In fact, I had been told by some within the local Liberal Party that she had been told to stay away from the media in case she said something that Labor could use against her. Still believing that Tony Abbott might suggest replacing Fiona Scott, my letters were designed to galvanise some local support for the idea that I would be a worthy opponent for David Bradbury.

A month later, I still had not heard from the country Senator so I assumed the powers-that-be had collectively decided against using me and I moved on with my own plans.

I married my then secret fiancé and contacted journalists with a view to launch my book on the Catholic Church’s cover-ups of sexual abuse by clergy and teachers in their ubiquitous schools system. I first went to Philippines to marry my wife on February 4th 2011. I went into a lone crusader mode and after one year I again contacted the media to publicise my secret marriage on National TV news on 30th April 2012.

I explained on Seven’s evening news that, “If I can get away with being married for a year as a priest, how can the Catholic Church hierarchy maintain the position that they monitor the private lives of priests? How can they claim with such certainty that they would know if any of their priests were abusing children?”

I continued to co-author with Ray King politically motivated letters to the editor of the newspaper which were consequently published by fellow St Dominic’s College Penrith student, Brad Earl. Of course there were a few ad hominen attacks on me by Labor Party supporters but there was more importantly much wider support for the idea that as a dedicated community leader I would make a good representative for the area.

When I did ultimately announce my marriage and was forcibly resigned from my parish, I assumed that my political career had self-destructed so  I was shocked when I received the belated call from Senator Bill Heffernan in mid-May 2012.

He rang and said, “Father Kevin, do I still call you that? It’s Bill Heffernan here. I was supposed to ring you some time back but it slipped my mind.”

My natural question was, “How do I know it’s the real Bill Heffernan”.

I do have some joker friends who call me constantly starting their call with, “Kevin, it’s the Bishop here (and yes, the real Bishop has rung me and called himself ‘the Bishop’).

· · ·

**Aim:** Carry on the memoir passage about the phone call from Senator Bill Heffernan, picking up after its final sentence.

**Dataset:**
· · ·

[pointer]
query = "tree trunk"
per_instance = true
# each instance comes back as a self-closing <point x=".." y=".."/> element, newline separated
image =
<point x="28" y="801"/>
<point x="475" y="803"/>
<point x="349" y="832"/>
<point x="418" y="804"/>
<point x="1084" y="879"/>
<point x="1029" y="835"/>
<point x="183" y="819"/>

· · ·

**Solved exercise:**
I made a big mistake when I lived in the parish house at Blacktown and the Pope had asked the former Bishop Bede Heather to resign over his handling of the pedophile crisis in Greystanes parish (read that story in my book at ). Anyway, the Pope’s representative called our house looking for Bishop Heather who also resided there. I picked up the phone and the caller said in what I thought was an impoverished impression of an Italian accent, “Good morning it’s the Apostolic Pro Nuncia here and I would like to speak to the Most Reverend Bede Heather”.

I replied facetiously, “Sure you do, and if you were the Apostolic Pro Nuncio, you would have used your name instead of your title! Well Bede is not here and he is not the ‘most reverend’ person here, because that would have to be me!”

The caller reacted with surprise and said, “I am wanting to speak to the Bishop whom I am told is living there”. Suddenly his formerly fake Italian voice sounded quite authentic and I said, “I’m sorry Your Eminence (not sure how you address someone who represents the Pope) but Bishop Bede is not available, he has left for Parramatta. Can I tell him who called?” He declined and said he would try calling him at his office.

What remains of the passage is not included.